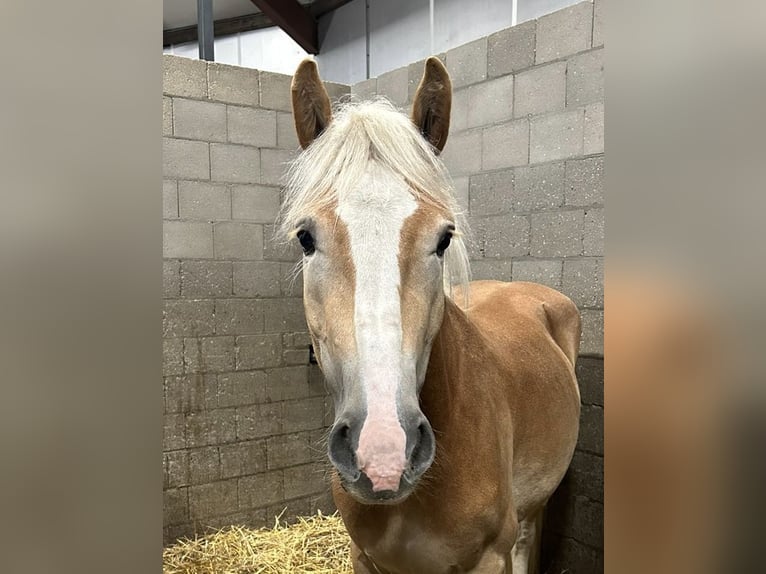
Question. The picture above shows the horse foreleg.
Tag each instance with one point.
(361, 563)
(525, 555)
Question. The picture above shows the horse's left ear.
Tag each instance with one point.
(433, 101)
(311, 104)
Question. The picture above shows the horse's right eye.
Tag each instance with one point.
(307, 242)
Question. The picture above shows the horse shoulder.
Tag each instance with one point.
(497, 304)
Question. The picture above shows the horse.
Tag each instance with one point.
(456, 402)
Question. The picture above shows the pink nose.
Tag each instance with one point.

***

** GIVEN INSTRUCTION **
Please copy the data above word for word, leaving out the pictures.

** SOLUTION FOR THIS EXERCISE **
Question. The picture above shows the horse foreleg.
Tag each instance with one point.
(361, 563)
(525, 555)
Question. The picture above shows the horse's left ear.
Tag each instance with one point.
(433, 101)
(311, 104)
Question. The picture above shows the horse's right eye.
Tag each instance with one point.
(307, 242)
Question. The picture above shows the horse shoulder.
Tag each instance with one point.
(497, 304)
Question. The picture above shows the horse.
Tag each instance with one point.
(456, 402)
Question. The picture above shows the pink nose.
Tag each instance with one point.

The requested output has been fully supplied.